#### [Dataset records]
════

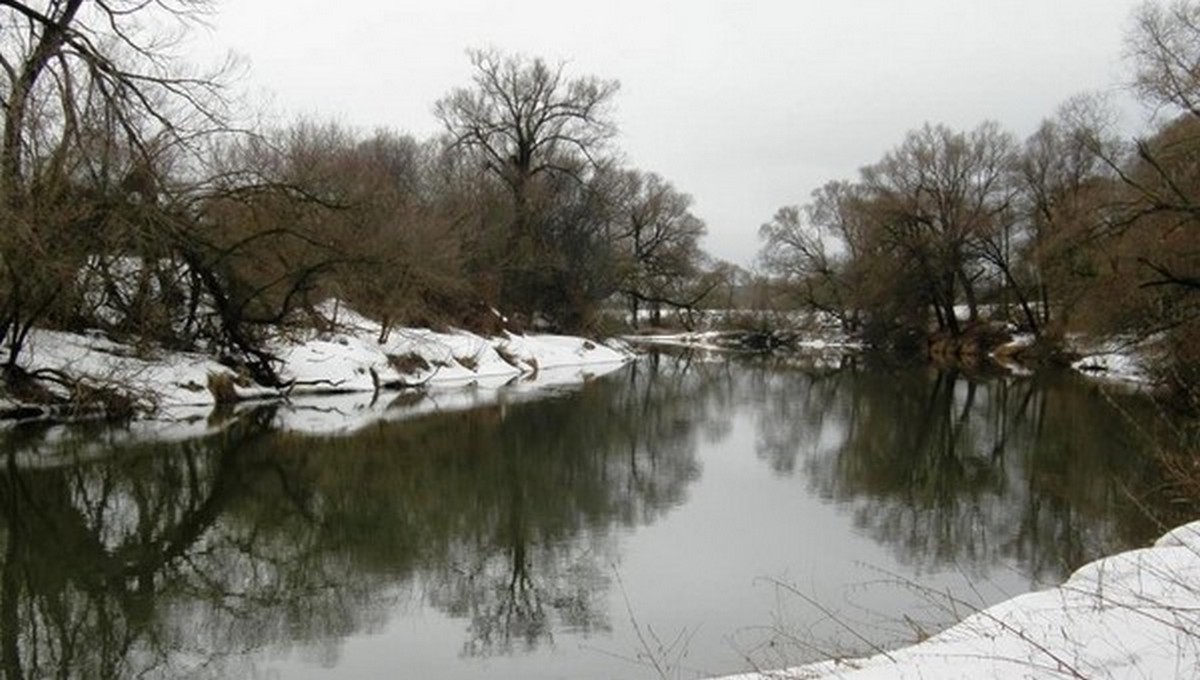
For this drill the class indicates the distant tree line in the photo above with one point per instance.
(135, 203)
(1071, 229)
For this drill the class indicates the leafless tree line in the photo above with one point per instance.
(133, 202)
(1074, 228)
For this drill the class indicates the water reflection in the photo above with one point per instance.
(1045, 473)
(172, 559)
(187, 558)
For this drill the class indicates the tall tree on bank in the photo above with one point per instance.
(528, 122)
(94, 107)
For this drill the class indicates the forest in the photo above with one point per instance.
(1073, 230)
(141, 204)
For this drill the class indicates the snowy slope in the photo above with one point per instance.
(1135, 614)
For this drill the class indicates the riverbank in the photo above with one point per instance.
(1135, 614)
(93, 374)
(1114, 359)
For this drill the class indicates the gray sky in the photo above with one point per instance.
(747, 106)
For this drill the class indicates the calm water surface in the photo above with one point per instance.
(703, 515)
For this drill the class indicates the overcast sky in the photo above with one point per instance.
(745, 106)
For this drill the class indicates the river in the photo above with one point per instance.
(685, 516)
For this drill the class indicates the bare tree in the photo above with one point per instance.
(819, 248)
(527, 121)
(93, 106)
(1164, 48)
(660, 239)
(937, 193)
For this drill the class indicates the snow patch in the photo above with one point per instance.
(1135, 614)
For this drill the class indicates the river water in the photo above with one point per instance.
(684, 516)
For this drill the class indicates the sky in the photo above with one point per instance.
(747, 106)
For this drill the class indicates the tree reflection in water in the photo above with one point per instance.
(191, 558)
(163, 559)
(966, 471)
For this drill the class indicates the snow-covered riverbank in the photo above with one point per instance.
(1134, 614)
(348, 366)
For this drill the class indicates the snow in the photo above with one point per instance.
(348, 360)
(1134, 614)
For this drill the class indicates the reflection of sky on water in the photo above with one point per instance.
(706, 500)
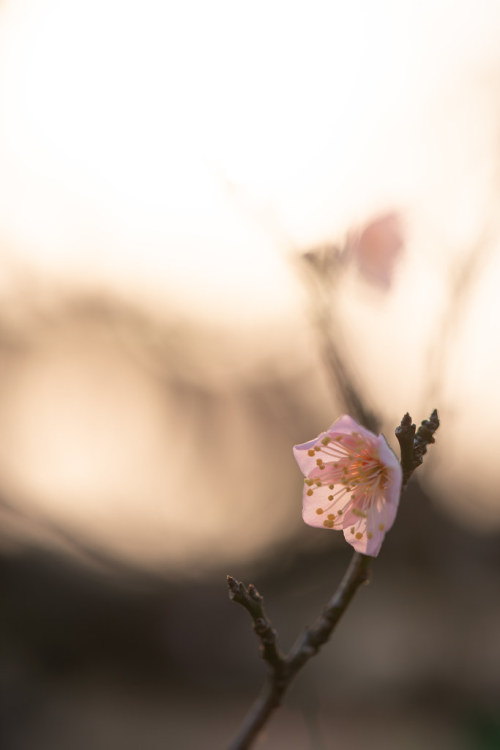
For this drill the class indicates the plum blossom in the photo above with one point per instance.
(377, 247)
(352, 482)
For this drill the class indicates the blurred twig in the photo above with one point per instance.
(322, 269)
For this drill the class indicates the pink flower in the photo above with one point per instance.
(352, 482)
(376, 248)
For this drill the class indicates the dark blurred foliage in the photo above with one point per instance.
(108, 658)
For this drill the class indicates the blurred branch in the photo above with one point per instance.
(323, 268)
(283, 668)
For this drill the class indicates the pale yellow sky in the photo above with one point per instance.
(179, 154)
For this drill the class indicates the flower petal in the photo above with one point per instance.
(322, 504)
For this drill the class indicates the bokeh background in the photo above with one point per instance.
(199, 202)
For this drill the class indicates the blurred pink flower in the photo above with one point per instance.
(352, 482)
(376, 248)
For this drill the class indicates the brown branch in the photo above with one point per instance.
(284, 668)
(254, 604)
(413, 443)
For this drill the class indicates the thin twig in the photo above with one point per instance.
(283, 669)
(413, 443)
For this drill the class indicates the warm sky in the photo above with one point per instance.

════

#### [Task instructions]
Reproduce each entry exactly as given; no pictures, please.

#### [Task solution]
For this drill the class indicates the distant tree line in the photo above with one point per instance.
(135, 203)
(1071, 229)
For this drill the class indicates the leafless tree line in the photo above with one point per instance.
(133, 202)
(1074, 228)
For this drill the class indicates the water reflection in the photo above with one point per instance.
(1045, 473)
(172, 559)
(187, 558)
For this drill the class indicates the tall tree on bank in the photo above with one point per instance.
(528, 122)
(94, 107)
For this drill the class indicates the forest in the photo above with one point per instance.
(1073, 230)
(141, 204)
For this drill the class indicates the snowy slope in the photo above with one point per instance.
(1135, 614)
For this drill the class indicates the riverbank in the photo above with one point per instance.
(1135, 614)
(93, 374)
(1114, 359)
For this drill the class indicates the gray sky in the photo above with one point per instance.
(747, 106)
For this drill the class indicates the calm water surface in the photo above with one point per instance.
(703, 515)
For this drill the class indicates the overcast sky in the photo above with one point per instance.
(745, 106)
For this drill the class indicates the river in the photo above with one point per instance.
(685, 516)
For this drill the class indicates the bare tree in the photo above with one point per instance.
(819, 248)
(527, 121)
(93, 106)
(1164, 48)
(660, 239)
(937, 193)
For this drill the class indicates the snow patch in the photo above with one point per instance.
(1135, 614)
For this drill the class indicates the river water in the photo above with one point per instance.
(684, 516)
For this drill the class indicates the sky in the photo above with one point per instance.
(747, 106)
For this drill the class indicates the tree reflection in water in the photo above with one point per instance.
(191, 558)
(163, 559)
(966, 471)
For this drill the class indicates the snow-covered riverbank in the photo above with one point per instance.
(1134, 614)
(348, 366)
For this drill the class indicates the snow in the photo above with one point per instance.
(348, 360)
(1134, 614)
For this drill the class indicates the reflection of sky on water in the photo above with one point per instance.
(706, 500)
For this drill the class indicates the plum blossom in the photo above with one point per instance.
(377, 247)
(352, 482)
For this drill the class indicates the blurred twig in the photo above with one point per instance.
(322, 269)
For this drill the class indicates the pink flower in the photo above with one point per instance.
(352, 482)
(376, 248)
For this drill the class indicates the dark blurred foliage in the photo above with one point per instance.
(108, 658)
For this drill the class indicates the blurred branch in the photo above with one point per instance.
(323, 268)
(283, 668)
For this drill the class indicates the pale yellow sky in the photo above with one point per instance.
(179, 154)
For this drill the class indicates the flower petal in the photo above with one point per instance.
(322, 504)
For this drill the class indicates the bokeh background in the photo above with one point per instance.
(199, 202)
For this drill the class indicates the blurred pink flower in the photo above with one point per instance.
(352, 482)
(376, 248)
For this drill the class indicates the brown branch in the photo above with one point per instance.
(284, 668)
(254, 604)
(413, 443)
For this drill the class indicates the thin twig in the photo above with one point per instance.
(283, 669)
(413, 443)
For this drill the class indicates the warm sky in the photo above with one point per instance.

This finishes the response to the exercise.